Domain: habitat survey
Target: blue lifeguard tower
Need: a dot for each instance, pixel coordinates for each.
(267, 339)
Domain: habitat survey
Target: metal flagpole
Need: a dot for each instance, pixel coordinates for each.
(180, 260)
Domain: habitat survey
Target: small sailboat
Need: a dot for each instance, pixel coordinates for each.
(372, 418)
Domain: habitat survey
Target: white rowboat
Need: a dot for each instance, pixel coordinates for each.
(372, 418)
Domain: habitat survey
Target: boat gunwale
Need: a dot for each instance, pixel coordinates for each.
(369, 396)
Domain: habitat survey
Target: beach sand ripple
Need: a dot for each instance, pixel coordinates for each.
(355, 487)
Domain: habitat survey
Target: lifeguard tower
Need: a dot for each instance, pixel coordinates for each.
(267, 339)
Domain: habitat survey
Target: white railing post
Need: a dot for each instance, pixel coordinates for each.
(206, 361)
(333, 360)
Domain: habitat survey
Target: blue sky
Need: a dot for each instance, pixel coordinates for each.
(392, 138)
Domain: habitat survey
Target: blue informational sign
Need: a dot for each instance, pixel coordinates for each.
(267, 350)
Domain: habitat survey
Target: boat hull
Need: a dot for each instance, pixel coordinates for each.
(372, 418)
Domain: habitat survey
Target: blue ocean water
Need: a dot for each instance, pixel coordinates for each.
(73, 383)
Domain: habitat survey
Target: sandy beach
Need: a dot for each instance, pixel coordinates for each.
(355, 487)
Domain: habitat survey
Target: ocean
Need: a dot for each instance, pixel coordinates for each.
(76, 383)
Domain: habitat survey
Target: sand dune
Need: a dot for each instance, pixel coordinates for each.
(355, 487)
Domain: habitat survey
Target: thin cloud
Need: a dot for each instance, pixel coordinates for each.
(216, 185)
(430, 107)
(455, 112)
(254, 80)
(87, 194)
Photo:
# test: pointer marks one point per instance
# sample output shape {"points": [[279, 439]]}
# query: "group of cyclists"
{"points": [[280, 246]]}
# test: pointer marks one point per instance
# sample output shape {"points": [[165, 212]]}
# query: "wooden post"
----
Lines of the listing above that hold the string "sample" should each be copied.

# sample output shape {"points": [[279, 439]]}
# sample output shape {"points": [[165, 212]]}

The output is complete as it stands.